TASK DIRECTIONS> Pick out and copy every line in the records that contains the word "sleeve". Case counts, so uppercase and lowercase letters must match.
[BEGIN GIVEN DATA]
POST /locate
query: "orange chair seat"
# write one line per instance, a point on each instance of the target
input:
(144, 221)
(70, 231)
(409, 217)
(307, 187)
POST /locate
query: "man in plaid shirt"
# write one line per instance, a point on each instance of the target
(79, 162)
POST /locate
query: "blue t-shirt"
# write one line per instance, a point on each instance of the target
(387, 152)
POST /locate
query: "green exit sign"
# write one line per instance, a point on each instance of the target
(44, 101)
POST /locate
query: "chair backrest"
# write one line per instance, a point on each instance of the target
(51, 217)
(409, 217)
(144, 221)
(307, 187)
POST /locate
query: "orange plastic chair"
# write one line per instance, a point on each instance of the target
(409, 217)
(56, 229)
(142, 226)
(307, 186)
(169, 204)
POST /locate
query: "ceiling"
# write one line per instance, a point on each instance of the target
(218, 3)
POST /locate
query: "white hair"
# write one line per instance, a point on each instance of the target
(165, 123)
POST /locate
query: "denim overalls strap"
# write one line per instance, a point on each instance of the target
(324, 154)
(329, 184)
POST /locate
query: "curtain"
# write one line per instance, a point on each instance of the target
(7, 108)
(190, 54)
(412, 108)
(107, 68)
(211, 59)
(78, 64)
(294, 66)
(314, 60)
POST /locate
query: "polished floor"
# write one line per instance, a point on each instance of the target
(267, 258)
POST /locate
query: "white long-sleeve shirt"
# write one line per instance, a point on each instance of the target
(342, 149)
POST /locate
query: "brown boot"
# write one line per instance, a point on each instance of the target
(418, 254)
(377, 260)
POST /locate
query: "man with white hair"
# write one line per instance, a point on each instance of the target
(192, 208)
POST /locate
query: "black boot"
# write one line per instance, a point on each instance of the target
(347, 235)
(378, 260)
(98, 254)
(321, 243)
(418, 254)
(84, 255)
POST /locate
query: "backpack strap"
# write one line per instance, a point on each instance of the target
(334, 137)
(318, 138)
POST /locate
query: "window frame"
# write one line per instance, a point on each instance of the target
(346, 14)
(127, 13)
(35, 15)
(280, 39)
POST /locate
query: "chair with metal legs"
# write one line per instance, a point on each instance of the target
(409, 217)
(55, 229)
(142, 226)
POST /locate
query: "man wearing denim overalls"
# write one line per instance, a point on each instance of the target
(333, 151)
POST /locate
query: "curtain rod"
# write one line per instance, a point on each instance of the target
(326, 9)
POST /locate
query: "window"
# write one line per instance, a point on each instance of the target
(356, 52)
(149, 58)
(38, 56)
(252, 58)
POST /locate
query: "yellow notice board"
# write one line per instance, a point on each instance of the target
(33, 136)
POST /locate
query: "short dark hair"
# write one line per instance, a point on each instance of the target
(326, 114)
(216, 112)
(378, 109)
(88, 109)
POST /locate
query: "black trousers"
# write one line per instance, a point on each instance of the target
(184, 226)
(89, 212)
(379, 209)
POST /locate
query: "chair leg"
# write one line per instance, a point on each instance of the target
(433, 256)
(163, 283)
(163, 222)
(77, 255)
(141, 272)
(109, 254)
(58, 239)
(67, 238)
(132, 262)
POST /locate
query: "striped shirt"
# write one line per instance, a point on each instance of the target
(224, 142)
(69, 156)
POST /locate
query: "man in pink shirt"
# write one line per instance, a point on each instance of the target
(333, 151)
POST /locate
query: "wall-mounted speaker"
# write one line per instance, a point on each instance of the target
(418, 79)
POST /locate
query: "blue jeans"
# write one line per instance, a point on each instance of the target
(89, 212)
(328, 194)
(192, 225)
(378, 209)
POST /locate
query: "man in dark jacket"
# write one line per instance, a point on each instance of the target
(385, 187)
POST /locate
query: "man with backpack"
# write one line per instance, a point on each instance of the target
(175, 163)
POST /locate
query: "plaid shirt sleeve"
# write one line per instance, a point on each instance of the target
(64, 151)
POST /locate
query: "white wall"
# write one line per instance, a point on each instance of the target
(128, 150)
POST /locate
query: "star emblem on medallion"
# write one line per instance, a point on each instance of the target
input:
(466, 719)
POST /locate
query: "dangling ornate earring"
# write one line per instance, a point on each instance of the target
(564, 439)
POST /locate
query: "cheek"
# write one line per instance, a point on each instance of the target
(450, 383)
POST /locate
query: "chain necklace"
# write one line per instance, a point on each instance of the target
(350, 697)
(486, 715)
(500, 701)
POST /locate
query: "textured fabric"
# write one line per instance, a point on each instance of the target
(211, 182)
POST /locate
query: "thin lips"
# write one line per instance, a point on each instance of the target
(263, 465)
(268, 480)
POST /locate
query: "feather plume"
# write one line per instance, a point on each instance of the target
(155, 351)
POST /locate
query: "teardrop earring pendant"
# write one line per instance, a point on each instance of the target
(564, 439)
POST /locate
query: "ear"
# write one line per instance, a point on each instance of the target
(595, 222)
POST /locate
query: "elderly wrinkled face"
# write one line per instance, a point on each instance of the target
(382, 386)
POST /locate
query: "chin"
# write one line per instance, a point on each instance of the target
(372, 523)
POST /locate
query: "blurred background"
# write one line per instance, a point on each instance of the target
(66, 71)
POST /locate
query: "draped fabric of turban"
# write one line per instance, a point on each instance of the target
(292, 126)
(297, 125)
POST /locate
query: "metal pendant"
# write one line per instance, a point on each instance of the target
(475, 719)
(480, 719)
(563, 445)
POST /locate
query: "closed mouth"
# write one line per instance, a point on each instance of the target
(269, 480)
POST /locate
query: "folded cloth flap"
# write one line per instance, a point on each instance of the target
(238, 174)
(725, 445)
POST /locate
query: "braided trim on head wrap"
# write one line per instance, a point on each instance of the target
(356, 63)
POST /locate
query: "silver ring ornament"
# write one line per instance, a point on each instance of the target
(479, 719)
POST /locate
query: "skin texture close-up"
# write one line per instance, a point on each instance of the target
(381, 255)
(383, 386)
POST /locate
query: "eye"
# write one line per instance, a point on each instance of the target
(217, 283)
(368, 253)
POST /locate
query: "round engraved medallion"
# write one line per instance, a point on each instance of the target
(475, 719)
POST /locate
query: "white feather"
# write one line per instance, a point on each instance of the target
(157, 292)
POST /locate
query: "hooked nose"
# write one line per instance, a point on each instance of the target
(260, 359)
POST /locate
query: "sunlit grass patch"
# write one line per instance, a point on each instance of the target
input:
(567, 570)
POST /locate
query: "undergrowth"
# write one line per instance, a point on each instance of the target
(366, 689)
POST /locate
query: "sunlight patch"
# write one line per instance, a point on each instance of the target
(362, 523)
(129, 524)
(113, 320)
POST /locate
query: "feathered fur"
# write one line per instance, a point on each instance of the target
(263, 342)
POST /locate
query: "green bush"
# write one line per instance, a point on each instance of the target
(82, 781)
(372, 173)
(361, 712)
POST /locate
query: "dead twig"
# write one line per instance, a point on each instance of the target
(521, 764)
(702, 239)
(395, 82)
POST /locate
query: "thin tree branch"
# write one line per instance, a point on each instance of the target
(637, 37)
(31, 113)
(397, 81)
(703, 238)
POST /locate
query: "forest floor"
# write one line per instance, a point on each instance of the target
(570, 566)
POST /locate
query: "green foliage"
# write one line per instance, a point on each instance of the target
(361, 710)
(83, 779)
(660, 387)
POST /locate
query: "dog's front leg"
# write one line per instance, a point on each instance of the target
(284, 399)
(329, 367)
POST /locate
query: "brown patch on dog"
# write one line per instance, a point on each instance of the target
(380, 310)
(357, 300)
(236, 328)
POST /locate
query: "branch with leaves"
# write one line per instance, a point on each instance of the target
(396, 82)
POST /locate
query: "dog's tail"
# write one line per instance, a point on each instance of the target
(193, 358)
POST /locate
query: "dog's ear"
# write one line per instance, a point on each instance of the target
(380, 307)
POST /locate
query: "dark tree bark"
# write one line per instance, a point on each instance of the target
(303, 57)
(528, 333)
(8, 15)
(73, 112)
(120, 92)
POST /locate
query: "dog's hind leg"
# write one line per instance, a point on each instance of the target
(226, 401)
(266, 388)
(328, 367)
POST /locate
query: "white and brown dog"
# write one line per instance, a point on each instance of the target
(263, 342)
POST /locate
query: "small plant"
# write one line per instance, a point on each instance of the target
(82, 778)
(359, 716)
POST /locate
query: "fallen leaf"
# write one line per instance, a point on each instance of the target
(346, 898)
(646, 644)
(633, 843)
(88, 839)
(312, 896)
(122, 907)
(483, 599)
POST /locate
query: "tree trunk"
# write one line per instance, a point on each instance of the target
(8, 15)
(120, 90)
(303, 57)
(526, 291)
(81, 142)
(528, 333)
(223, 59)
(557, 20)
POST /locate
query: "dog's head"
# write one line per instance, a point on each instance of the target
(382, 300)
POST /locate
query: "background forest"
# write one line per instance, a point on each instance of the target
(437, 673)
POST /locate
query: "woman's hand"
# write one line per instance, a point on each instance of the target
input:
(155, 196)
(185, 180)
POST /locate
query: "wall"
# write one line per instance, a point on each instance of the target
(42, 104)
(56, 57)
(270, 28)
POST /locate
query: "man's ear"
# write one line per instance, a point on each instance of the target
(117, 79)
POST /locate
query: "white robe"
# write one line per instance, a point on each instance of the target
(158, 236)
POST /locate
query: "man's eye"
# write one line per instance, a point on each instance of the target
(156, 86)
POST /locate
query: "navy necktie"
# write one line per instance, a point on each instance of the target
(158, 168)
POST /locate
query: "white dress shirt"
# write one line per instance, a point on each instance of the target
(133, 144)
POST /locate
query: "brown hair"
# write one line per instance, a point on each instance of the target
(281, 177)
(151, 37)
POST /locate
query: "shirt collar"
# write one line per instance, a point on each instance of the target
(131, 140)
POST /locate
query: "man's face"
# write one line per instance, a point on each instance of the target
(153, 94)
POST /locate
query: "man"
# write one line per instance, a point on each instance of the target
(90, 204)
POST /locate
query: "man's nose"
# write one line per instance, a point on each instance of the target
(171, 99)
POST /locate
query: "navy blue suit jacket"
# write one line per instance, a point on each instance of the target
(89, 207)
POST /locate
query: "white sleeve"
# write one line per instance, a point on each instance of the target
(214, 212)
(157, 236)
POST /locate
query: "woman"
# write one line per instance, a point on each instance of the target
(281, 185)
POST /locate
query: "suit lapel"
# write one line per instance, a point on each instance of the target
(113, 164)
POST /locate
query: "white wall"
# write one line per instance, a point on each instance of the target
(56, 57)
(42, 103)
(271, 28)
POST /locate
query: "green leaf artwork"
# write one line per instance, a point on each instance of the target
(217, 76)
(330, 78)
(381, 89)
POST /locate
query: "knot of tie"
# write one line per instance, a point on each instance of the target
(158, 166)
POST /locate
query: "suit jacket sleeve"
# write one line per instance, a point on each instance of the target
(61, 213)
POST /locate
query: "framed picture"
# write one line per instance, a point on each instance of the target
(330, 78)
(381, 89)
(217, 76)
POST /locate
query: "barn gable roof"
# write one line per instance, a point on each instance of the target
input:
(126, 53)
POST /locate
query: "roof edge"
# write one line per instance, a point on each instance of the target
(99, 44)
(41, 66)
[END GIVEN DATA]
EXERCISE OUTPUT>
query: "white long-sleeve shirt"
query: "plaid shirt sleeve"
query: "white sleeve"
query: "suit jacket sleeve"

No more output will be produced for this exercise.